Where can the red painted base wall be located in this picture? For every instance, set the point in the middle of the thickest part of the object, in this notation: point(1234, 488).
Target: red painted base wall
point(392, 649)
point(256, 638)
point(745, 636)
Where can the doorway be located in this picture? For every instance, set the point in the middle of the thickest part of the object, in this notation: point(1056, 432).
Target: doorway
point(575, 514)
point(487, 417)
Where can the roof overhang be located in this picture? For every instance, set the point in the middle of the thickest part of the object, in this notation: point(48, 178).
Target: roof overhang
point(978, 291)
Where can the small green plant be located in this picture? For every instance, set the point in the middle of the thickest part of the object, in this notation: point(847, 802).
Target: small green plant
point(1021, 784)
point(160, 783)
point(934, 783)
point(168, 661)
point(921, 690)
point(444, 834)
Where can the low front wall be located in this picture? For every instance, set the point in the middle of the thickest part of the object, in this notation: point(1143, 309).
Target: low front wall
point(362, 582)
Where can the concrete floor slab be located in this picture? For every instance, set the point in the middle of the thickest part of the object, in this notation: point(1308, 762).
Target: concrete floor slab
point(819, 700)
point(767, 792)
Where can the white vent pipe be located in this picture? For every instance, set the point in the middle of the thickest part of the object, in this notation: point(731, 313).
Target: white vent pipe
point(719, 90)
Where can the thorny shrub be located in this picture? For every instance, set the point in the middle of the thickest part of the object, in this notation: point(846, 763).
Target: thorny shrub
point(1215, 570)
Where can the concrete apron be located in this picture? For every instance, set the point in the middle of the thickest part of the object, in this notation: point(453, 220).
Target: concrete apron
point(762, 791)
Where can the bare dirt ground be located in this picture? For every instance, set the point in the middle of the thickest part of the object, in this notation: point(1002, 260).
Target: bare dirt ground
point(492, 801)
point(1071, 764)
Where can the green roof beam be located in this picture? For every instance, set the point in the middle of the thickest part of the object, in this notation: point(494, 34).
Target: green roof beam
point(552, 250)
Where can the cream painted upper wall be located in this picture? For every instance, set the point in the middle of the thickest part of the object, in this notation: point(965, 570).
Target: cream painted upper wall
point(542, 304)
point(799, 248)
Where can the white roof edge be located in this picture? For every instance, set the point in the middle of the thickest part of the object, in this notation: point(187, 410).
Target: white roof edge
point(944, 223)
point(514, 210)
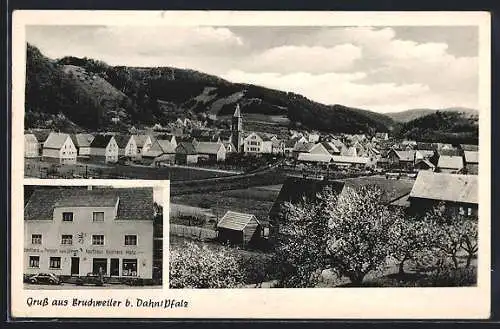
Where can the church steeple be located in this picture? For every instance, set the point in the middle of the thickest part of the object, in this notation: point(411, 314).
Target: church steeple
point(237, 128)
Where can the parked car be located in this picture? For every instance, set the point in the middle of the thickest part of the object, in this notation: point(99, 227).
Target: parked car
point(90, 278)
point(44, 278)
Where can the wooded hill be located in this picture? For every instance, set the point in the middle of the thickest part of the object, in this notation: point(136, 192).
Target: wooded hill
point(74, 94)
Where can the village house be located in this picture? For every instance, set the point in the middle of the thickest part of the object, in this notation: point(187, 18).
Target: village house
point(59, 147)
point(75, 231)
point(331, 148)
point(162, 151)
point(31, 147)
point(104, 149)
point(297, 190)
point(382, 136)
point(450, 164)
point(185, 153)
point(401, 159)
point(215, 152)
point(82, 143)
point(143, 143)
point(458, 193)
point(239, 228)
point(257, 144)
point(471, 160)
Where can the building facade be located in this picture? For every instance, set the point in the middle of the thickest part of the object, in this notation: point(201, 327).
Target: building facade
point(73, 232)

────

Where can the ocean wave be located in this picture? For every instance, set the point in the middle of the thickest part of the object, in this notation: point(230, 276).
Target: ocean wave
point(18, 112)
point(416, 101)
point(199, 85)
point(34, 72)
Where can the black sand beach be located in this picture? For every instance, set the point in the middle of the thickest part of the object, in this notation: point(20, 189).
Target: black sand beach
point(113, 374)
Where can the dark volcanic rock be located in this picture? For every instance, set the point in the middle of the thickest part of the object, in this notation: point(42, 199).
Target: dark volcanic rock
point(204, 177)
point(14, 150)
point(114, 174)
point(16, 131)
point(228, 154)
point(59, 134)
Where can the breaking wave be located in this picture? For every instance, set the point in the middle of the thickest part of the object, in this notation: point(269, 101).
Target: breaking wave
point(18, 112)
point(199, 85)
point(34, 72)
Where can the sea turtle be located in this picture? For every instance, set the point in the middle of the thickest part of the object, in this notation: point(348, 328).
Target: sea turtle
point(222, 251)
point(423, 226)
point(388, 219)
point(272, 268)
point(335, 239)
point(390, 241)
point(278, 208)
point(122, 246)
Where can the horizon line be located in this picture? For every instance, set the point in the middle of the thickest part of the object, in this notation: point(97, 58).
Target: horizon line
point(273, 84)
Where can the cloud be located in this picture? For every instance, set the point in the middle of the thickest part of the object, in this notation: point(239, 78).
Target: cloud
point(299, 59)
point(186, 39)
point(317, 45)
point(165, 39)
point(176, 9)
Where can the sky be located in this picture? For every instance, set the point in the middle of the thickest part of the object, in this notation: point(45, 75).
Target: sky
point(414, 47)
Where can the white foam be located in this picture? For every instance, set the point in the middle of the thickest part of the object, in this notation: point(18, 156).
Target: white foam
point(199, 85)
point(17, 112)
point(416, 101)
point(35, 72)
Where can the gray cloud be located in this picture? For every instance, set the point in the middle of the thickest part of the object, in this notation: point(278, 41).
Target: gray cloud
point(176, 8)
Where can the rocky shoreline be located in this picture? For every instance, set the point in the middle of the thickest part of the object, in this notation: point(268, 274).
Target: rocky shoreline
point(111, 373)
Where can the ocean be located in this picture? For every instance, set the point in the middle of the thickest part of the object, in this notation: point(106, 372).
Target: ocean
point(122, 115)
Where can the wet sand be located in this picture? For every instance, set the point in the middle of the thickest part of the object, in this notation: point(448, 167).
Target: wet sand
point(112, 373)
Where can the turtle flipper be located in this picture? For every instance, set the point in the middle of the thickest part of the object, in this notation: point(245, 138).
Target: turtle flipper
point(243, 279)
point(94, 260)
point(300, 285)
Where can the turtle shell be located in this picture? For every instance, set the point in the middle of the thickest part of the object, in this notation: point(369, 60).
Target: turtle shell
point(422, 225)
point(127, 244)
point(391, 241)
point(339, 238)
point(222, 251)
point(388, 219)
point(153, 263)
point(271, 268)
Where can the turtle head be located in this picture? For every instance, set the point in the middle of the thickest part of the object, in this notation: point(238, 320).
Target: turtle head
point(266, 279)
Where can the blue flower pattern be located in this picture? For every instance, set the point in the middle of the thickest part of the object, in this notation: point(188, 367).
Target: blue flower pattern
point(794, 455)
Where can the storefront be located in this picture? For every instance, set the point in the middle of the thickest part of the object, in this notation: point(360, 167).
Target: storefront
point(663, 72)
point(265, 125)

────

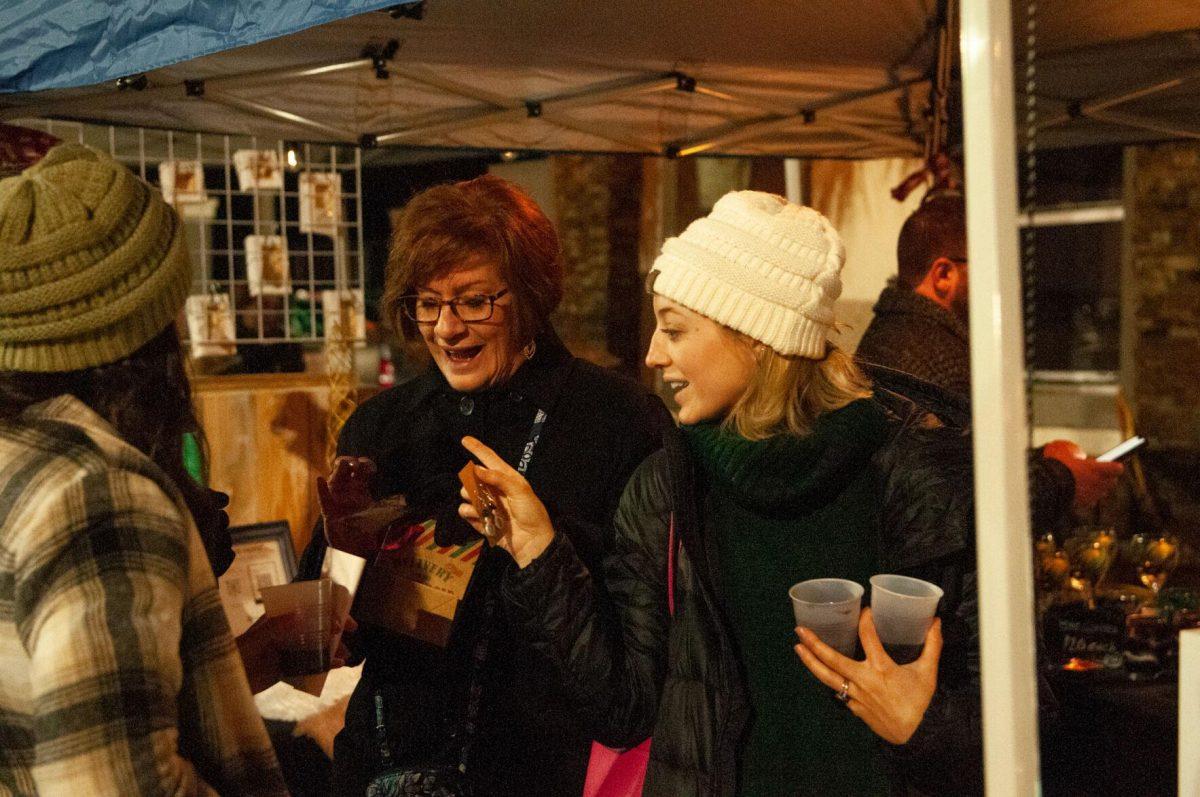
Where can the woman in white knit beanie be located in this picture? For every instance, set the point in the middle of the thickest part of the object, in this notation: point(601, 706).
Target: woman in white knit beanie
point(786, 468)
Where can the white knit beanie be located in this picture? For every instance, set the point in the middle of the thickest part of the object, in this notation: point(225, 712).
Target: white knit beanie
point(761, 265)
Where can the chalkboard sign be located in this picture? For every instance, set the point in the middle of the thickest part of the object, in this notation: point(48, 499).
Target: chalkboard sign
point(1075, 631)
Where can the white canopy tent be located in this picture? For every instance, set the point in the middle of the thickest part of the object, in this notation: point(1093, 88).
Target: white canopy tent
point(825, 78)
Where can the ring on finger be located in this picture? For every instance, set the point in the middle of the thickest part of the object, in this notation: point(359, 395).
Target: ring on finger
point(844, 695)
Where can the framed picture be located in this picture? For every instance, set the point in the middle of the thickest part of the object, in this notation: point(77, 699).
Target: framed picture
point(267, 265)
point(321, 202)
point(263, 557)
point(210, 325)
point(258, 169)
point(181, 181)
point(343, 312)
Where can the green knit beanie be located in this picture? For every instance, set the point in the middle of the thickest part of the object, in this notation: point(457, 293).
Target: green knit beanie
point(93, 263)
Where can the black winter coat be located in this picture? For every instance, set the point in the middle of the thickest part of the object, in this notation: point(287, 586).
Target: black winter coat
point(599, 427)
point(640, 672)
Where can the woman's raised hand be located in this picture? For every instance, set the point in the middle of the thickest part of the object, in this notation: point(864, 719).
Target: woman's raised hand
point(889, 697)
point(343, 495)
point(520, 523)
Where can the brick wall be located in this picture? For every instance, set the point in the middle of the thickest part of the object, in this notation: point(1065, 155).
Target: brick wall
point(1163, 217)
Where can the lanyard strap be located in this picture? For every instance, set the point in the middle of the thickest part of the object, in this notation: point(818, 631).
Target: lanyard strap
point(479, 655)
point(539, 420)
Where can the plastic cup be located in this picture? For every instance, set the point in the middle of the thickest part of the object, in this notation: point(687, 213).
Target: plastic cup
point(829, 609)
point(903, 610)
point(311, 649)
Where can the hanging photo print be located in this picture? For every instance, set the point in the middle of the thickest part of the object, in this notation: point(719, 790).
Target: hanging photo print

────

Do this: Copy the material from the line with "Where can the white knit" up to and including the line with "point(761, 265)", putting "gray wool hat" wherever "white knit beanie" appears and leaving the rest untouched.

Full response:
Where can the gray wool hat be located in this picture? For every instance, set the point in the middle of the thickest part of the object, in this notation: point(225, 712).
Target: gray wool hat
point(761, 265)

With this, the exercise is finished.